-- Provided data follows --

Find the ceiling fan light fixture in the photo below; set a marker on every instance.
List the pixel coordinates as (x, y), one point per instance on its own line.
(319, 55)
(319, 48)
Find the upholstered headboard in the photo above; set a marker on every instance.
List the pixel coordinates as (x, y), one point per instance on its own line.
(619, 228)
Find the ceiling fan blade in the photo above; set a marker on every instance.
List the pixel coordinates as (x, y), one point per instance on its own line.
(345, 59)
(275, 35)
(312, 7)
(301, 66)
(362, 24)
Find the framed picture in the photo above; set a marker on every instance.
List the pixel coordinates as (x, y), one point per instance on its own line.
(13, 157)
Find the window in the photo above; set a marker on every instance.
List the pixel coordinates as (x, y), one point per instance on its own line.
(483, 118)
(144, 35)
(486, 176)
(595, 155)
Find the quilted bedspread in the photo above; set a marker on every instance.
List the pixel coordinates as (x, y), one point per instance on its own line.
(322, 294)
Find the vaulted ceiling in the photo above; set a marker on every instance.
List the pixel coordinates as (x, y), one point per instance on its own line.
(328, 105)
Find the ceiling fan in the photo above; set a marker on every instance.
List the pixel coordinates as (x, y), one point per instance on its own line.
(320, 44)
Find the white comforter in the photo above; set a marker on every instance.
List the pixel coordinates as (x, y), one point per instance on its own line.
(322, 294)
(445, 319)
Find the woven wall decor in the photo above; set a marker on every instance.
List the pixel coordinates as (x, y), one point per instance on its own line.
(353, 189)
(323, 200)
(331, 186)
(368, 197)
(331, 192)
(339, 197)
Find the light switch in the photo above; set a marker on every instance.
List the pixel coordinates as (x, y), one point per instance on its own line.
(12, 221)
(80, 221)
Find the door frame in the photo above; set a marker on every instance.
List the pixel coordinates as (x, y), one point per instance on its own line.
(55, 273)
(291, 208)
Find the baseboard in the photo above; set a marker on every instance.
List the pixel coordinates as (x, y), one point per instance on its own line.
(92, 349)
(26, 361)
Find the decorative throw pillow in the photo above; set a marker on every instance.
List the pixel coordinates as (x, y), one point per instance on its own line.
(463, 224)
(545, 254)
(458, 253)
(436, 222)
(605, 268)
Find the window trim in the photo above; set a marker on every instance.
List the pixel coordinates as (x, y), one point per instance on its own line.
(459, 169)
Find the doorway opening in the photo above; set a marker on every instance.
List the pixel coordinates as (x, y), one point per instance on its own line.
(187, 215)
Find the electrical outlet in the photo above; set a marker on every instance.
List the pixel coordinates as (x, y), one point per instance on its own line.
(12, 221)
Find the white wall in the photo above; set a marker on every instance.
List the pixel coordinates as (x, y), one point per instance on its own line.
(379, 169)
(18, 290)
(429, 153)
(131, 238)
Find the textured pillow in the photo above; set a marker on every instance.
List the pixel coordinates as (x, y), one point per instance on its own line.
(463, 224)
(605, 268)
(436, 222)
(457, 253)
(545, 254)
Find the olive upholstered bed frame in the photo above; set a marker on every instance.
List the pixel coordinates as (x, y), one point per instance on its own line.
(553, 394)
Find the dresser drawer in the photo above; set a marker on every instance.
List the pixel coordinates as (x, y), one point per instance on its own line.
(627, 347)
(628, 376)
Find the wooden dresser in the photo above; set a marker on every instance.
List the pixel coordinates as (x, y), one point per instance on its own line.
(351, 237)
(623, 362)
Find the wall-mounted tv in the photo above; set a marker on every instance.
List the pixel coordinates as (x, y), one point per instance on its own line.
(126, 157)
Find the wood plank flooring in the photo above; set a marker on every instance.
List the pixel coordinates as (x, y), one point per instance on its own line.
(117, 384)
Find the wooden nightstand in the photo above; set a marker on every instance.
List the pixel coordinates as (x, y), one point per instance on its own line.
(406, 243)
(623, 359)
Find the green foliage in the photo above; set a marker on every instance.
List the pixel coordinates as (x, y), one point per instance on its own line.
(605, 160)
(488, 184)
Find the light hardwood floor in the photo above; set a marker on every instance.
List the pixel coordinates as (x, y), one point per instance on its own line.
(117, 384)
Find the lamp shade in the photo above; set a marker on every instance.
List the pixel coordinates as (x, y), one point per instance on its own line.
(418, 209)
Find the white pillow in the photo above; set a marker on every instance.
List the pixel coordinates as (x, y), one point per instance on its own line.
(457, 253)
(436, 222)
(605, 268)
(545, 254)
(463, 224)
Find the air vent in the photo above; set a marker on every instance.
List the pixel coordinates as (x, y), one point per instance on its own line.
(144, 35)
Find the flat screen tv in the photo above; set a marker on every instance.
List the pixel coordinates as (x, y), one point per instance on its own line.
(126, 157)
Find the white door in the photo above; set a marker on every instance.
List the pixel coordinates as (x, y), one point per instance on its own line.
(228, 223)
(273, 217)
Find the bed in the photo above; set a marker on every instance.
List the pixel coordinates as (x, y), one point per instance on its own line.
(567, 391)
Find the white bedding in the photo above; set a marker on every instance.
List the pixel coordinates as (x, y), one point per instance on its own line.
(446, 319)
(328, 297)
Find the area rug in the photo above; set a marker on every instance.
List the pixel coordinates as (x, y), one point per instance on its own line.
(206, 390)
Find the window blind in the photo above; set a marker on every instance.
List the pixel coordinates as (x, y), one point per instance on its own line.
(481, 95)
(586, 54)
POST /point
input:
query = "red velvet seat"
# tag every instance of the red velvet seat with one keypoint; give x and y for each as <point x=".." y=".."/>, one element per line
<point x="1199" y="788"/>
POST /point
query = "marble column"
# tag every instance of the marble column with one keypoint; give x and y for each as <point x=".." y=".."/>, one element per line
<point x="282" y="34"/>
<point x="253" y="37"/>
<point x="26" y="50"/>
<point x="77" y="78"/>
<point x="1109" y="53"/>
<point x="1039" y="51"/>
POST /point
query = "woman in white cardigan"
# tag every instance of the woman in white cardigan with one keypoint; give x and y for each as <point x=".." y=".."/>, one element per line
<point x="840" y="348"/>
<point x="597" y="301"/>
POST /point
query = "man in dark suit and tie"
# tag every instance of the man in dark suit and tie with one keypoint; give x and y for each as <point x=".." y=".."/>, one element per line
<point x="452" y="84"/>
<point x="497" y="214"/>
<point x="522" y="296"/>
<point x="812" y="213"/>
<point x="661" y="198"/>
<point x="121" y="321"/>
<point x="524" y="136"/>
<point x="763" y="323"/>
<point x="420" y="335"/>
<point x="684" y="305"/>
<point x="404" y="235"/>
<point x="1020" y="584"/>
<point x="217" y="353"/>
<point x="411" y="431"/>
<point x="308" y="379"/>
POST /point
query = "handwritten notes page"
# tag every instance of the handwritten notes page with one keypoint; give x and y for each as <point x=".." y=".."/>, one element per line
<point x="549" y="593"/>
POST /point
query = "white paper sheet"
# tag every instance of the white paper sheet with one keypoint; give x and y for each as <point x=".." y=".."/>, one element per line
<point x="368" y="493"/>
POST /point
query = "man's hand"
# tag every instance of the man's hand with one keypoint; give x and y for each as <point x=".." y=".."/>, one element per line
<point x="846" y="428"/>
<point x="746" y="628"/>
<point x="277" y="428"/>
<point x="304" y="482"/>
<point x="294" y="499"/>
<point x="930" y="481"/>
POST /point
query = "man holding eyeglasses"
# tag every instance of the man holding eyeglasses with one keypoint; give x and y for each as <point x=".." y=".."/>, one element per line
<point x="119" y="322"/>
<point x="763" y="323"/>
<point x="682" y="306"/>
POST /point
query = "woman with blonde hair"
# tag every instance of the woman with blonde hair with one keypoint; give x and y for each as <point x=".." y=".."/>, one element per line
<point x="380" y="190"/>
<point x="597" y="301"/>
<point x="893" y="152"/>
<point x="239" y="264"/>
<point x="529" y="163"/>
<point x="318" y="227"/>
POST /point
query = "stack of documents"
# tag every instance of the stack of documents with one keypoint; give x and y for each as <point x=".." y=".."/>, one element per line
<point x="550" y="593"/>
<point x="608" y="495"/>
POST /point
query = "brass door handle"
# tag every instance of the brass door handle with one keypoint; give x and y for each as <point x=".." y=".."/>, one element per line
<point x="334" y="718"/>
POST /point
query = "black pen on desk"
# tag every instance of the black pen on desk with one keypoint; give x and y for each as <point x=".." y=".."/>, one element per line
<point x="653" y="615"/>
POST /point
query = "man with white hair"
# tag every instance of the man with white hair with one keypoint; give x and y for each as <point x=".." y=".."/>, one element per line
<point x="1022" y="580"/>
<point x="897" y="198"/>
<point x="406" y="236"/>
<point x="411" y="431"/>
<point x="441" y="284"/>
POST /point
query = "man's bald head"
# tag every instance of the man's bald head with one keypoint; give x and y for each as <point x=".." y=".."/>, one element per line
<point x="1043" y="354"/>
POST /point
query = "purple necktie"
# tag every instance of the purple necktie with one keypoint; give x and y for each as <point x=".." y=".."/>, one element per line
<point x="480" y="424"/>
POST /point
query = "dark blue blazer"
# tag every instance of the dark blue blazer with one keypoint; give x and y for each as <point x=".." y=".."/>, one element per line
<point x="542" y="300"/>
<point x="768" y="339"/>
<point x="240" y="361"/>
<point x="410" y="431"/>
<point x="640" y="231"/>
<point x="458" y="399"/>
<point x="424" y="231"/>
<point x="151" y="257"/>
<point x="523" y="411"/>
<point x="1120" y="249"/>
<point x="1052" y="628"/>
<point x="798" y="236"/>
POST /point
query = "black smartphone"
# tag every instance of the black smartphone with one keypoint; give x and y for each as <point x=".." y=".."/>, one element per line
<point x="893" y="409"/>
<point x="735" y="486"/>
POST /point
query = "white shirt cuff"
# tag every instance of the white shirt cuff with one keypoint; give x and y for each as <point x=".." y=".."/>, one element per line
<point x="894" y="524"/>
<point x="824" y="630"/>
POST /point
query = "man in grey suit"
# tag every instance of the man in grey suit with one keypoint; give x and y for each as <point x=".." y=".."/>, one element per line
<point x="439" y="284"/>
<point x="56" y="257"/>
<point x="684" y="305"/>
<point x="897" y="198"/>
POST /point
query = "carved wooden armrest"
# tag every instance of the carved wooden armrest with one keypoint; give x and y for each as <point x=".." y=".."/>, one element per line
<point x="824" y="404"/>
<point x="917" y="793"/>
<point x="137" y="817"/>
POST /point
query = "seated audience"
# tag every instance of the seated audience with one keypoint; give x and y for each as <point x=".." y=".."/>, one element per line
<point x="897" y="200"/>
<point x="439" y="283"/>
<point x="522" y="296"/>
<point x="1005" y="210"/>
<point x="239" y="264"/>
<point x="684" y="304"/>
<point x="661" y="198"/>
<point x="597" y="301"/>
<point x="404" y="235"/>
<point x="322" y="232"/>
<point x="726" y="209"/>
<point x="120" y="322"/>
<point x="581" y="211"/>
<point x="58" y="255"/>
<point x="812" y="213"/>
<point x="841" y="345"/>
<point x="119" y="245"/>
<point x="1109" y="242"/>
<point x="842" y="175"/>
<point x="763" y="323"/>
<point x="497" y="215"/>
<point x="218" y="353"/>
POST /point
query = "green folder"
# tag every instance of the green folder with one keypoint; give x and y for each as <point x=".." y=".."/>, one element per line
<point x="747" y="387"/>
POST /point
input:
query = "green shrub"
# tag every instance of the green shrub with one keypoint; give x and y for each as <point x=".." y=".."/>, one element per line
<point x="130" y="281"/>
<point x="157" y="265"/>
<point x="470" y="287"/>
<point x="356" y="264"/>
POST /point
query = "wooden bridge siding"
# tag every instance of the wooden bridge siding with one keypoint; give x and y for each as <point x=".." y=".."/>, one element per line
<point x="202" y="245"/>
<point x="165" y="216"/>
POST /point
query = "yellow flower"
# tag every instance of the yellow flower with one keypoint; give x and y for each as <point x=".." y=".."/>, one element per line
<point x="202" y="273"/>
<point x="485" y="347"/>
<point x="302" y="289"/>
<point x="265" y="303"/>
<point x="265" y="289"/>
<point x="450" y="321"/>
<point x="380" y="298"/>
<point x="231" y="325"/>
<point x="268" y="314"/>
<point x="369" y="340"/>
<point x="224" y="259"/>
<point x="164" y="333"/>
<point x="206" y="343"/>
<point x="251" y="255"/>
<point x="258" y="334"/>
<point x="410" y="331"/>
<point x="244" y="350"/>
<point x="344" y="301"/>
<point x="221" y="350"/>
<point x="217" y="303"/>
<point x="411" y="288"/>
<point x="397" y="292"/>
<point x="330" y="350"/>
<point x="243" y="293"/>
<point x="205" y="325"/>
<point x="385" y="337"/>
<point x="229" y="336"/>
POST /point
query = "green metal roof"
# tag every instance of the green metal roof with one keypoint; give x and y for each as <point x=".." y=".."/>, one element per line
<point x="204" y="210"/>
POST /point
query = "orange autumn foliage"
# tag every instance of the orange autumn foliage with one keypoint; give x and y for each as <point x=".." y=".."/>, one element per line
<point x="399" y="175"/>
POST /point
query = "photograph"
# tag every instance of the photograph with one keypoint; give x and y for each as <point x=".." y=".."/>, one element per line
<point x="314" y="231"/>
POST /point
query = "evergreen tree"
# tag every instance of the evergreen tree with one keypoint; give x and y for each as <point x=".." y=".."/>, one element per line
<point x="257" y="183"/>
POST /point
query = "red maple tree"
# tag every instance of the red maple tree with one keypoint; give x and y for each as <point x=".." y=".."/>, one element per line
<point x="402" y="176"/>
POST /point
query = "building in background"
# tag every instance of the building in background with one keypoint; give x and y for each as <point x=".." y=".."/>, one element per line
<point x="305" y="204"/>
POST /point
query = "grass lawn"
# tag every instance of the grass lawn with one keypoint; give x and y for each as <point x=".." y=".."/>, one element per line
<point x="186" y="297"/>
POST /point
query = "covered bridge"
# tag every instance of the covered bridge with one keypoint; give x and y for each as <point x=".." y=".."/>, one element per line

-- Provided data concluded --

▶ _Your task_
Scan the entries for the string "light" and report only how many lines contain it.

▶ _Written solution_
3